THE PROBLEM
Look through the entries below and copy exactly the part that begins with the line containing "Target: sneaker" and ends with the line containing "Where can the standing". Do not copy the pictures.
:: DATASET
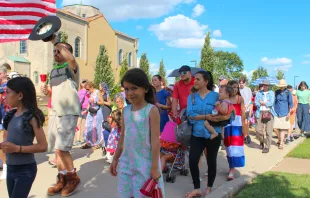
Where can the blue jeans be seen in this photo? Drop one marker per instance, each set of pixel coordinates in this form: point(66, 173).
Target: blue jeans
point(19, 179)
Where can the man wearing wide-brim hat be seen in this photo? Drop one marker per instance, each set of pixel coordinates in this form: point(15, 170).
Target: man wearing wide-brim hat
point(283, 105)
point(265, 113)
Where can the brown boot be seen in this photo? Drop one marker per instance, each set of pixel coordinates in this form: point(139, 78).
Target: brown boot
point(73, 182)
point(61, 183)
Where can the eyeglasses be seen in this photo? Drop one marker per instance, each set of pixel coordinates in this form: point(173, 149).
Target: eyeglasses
point(183, 73)
point(15, 76)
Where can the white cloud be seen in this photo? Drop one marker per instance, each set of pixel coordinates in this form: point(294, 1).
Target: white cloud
point(222, 44)
point(198, 10)
point(305, 62)
point(278, 63)
point(283, 68)
point(179, 26)
point(248, 74)
point(137, 9)
point(139, 27)
point(194, 43)
point(183, 32)
point(217, 33)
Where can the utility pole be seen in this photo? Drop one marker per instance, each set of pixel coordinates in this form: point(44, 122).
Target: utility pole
point(194, 61)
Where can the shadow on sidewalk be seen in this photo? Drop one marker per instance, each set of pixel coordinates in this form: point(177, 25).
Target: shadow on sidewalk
point(273, 184)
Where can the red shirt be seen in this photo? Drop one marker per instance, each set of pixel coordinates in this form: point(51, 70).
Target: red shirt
point(181, 92)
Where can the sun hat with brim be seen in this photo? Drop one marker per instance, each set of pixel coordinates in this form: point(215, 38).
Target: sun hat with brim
point(45, 28)
point(265, 82)
point(185, 68)
point(282, 83)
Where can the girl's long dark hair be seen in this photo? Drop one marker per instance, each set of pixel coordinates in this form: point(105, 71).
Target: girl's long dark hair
point(207, 76)
point(303, 83)
point(25, 86)
point(232, 83)
point(138, 78)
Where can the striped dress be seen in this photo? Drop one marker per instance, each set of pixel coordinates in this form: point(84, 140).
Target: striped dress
point(234, 140)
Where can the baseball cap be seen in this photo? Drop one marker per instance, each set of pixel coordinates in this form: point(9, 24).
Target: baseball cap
point(222, 77)
point(185, 68)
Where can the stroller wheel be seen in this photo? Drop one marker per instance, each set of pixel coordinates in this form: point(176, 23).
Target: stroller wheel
point(170, 179)
point(184, 172)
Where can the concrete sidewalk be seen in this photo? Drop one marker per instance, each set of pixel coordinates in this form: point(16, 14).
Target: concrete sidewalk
point(97, 181)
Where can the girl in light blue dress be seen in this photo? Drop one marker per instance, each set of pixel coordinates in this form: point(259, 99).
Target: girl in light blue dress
point(138, 149)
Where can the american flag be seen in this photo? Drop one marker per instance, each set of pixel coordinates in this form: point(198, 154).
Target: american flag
point(18, 17)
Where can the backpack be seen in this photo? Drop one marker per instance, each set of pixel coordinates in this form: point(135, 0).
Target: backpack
point(183, 132)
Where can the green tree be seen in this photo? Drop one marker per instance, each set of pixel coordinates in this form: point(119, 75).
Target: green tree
point(162, 70)
point(145, 65)
point(259, 72)
point(64, 37)
point(229, 63)
point(124, 67)
point(207, 55)
point(103, 70)
point(280, 74)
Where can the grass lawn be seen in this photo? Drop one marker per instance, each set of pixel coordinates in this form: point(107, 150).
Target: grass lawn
point(301, 151)
point(277, 185)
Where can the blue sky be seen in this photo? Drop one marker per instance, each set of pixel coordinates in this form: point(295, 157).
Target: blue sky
point(273, 34)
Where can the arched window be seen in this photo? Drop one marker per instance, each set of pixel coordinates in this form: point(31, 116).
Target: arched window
point(23, 47)
point(120, 56)
point(129, 59)
point(36, 77)
point(58, 37)
point(77, 47)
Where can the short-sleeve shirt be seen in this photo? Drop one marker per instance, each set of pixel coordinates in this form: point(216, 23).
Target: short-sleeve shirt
point(303, 96)
point(181, 92)
point(64, 83)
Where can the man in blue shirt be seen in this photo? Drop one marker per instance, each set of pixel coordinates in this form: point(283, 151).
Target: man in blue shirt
point(283, 105)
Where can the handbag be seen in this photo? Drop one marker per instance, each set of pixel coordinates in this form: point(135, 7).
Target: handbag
point(106, 126)
point(183, 133)
point(93, 110)
point(266, 116)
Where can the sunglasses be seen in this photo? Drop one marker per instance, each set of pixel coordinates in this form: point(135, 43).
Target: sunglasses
point(183, 73)
point(56, 51)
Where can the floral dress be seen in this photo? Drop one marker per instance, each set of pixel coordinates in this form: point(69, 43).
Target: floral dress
point(114, 137)
point(136, 160)
point(93, 130)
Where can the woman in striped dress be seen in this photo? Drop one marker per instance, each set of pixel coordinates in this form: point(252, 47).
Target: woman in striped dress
point(233, 133)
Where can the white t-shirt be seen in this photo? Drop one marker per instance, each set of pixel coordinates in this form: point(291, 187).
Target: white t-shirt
point(246, 94)
point(264, 108)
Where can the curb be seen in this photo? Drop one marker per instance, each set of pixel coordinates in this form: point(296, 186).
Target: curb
point(232, 188)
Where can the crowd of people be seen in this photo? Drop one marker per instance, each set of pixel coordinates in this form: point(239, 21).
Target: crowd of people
point(129, 131)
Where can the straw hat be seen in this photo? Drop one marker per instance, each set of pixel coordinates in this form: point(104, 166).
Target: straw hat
point(282, 83)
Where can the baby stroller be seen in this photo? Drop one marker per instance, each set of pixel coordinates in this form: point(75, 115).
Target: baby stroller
point(169, 145)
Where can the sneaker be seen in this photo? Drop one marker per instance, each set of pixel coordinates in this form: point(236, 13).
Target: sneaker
point(73, 182)
point(77, 143)
point(248, 139)
point(4, 172)
point(265, 150)
point(287, 141)
point(61, 183)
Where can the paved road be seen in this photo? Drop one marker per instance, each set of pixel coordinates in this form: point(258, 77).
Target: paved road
point(97, 181)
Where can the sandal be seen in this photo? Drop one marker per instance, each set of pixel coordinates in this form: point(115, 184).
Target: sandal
point(192, 195)
point(230, 177)
point(85, 146)
point(97, 147)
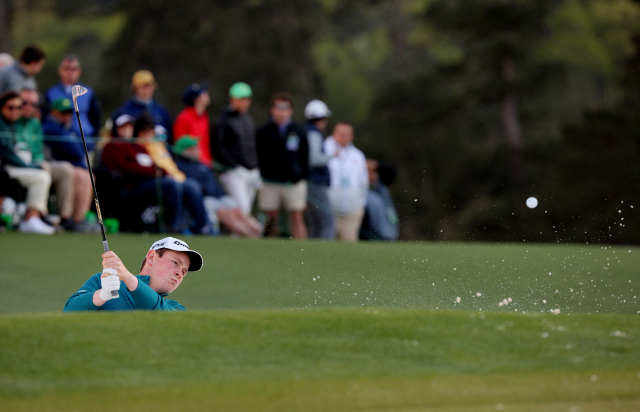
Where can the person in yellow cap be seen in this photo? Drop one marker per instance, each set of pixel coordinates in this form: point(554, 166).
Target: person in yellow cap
point(143, 87)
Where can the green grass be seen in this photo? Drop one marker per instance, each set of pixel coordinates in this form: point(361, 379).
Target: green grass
point(321, 359)
point(262, 334)
point(39, 273)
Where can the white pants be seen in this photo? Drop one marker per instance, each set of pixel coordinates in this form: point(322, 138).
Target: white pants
point(36, 181)
point(241, 184)
point(348, 226)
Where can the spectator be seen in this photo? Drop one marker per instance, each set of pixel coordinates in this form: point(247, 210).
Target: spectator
point(194, 120)
point(143, 86)
point(29, 133)
point(140, 167)
point(380, 218)
point(35, 180)
point(220, 207)
point(283, 156)
point(6, 60)
point(234, 146)
point(66, 146)
point(20, 75)
point(319, 217)
point(349, 182)
point(69, 71)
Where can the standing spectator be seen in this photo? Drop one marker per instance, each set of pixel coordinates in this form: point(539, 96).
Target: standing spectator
point(234, 145)
point(69, 71)
point(142, 162)
point(194, 120)
point(319, 216)
point(380, 218)
point(35, 180)
point(29, 133)
point(20, 75)
point(283, 155)
point(221, 208)
point(143, 86)
point(349, 182)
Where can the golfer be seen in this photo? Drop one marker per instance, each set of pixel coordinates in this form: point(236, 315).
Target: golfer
point(162, 271)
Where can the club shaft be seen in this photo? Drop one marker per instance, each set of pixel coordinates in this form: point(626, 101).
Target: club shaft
point(105, 245)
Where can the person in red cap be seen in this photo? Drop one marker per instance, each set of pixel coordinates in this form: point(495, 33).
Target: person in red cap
point(163, 270)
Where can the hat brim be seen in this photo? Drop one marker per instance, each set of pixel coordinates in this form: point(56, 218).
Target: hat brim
point(195, 261)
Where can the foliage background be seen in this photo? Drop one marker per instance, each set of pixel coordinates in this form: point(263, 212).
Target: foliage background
point(478, 103)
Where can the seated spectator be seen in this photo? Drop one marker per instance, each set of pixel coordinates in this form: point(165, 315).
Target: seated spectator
point(221, 207)
point(20, 75)
point(35, 180)
point(143, 86)
point(283, 156)
point(67, 146)
point(194, 120)
point(349, 182)
point(380, 218)
point(69, 71)
point(141, 162)
point(29, 133)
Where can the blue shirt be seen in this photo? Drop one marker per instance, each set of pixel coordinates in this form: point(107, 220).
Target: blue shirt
point(143, 298)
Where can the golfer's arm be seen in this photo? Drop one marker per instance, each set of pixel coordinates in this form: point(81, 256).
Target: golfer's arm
point(83, 299)
point(148, 299)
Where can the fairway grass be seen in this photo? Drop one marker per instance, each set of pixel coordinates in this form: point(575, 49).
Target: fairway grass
point(39, 273)
point(321, 359)
point(278, 325)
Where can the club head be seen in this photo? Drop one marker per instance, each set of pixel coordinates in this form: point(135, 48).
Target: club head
point(78, 90)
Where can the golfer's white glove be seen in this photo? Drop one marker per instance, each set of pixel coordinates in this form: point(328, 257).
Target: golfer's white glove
point(109, 284)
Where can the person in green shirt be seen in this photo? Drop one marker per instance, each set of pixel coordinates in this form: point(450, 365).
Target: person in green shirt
point(163, 270)
point(28, 136)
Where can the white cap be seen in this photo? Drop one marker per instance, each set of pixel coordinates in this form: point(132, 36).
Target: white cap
point(124, 118)
point(316, 109)
point(178, 245)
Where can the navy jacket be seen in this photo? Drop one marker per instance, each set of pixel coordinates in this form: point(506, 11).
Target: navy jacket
point(283, 158)
point(134, 107)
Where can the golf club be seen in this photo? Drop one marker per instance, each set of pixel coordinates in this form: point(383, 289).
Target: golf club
point(77, 91)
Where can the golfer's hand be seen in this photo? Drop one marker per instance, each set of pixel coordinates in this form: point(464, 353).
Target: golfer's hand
point(109, 283)
point(111, 261)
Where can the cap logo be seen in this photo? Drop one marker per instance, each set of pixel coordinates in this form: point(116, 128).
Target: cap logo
point(180, 244)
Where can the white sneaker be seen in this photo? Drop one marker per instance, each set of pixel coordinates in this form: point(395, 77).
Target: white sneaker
point(36, 225)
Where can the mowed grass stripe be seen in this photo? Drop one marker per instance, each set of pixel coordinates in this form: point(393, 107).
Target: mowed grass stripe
point(39, 273)
point(44, 353)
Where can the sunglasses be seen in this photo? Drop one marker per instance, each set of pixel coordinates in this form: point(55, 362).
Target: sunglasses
point(282, 106)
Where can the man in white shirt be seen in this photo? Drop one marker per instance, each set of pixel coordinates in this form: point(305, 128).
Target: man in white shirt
point(349, 182)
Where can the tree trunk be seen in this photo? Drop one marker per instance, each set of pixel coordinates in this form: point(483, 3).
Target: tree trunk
point(510, 120)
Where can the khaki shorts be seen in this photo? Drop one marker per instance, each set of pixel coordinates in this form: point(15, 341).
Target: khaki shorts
point(293, 196)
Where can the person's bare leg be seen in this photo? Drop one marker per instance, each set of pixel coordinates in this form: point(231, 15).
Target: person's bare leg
point(230, 220)
point(298, 228)
point(249, 220)
point(82, 194)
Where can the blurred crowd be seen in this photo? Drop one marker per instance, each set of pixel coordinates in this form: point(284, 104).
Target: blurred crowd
point(188, 175)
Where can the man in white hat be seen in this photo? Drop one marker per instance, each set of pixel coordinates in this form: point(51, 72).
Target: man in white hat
point(318, 215)
point(162, 271)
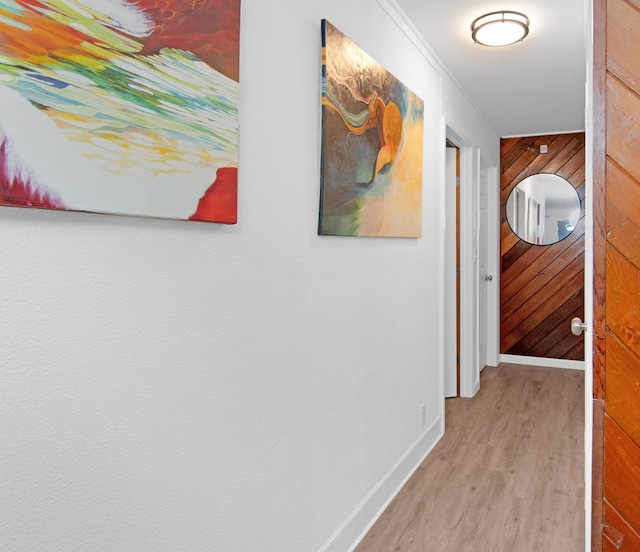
::::
SOLUTION TO THE EXERCISE
Target: sneaker
point(73, 182)
point(77, 143)
point(248, 139)
point(4, 172)
point(265, 150)
point(287, 141)
point(61, 183)
Where can the paved road be seen in this photo? Drop one marker per instance, each set of pixel coordinates in this form: point(258, 77).
Target: paved road
point(97, 181)
Where can the sandal be seen in this photo? Drop one marker per instance, each set of pixel coordinates in this form: point(115, 184).
Target: sandal
point(192, 195)
point(230, 177)
point(85, 146)
point(97, 147)
Where can the person in yellow cap be seen in this photo? Drop one marker per instance, each set of pixel coordinates in this form: point(554, 166).
Target: person in yellow cap
point(143, 87)
Where can the green grass be seen in this photo? Drop one marker per instance, each set of pixel coordinates in this form: point(361, 379).
Target: green grass
point(321, 359)
point(262, 334)
point(39, 273)
Where can the white pants be seen in this photo? Drop one marker per instance, each set of pixel coordinates in this form: point(322, 138).
Target: white pants
point(36, 181)
point(241, 184)
point(348, 226)
Where can the spectator be seen in this photo? Drop one marker per instance, each set of pixel coordinates in this form: point(247, 210).
Target: spectator
point(194, 120)
point(143, 86)
point(29, 133)
point(140, 167)
point(380, 218)
point(35, 180)
point(220, 207)
point(283, 156)
point(6, 60)
point(234, 146)
point(66, 146)
point(20, 75)
point(319, 217)
point(349, 182)
point(69, 71)
Where can the standing spectator be seen in this photo? Drop one marker per instance, each set of pixel coordinates in this form: point(539, 96).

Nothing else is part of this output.